> Exercise instructions: In the records below, turn the lines from the line with "1. Examine the image above and locate the slender" up to and including the line with "293,325,305,398" into a numbered list, leaving out any blank lines.

> Supplied information:
Begin

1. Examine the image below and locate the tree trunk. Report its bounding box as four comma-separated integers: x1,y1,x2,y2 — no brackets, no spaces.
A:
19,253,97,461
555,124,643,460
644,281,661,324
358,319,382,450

End
Begin

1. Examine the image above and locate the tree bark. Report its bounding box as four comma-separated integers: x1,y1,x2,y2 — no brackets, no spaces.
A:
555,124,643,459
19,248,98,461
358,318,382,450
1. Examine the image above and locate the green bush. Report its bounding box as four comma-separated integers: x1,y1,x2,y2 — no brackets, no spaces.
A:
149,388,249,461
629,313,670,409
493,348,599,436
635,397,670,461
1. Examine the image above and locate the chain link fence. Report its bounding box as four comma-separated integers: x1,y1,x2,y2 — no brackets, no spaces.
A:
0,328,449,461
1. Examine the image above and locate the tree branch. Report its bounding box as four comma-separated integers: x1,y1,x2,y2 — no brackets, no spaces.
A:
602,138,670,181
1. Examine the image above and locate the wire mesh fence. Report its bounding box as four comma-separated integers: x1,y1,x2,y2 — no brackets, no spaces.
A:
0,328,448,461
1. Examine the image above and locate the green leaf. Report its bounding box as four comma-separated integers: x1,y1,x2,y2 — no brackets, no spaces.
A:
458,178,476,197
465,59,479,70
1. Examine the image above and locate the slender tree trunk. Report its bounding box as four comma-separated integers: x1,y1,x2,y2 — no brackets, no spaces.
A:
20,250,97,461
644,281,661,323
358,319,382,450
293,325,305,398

End
Begin

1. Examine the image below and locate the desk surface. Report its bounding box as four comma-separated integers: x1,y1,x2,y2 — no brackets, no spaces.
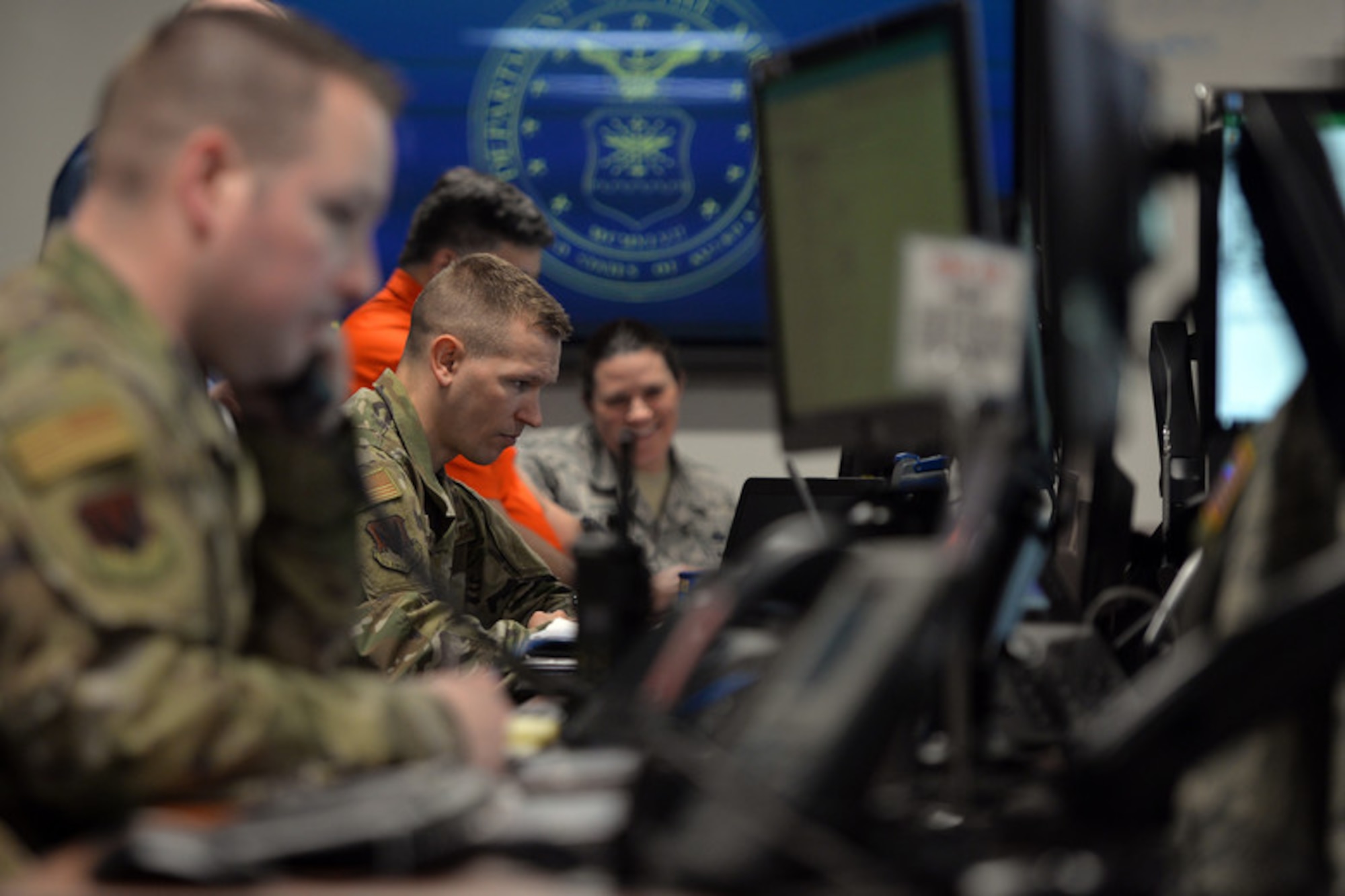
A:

End

> Task response:
1. 1. Examine the image above and locate the slender tree trunk. Report its bounding box as four comma-separated integers: x1,y1,x2,y2 — no brackets, no spaces.
2. A:
3. 20,250,97,461
4. 644,281,661,323
5. 358,319,382,450
6. 293,325,305,398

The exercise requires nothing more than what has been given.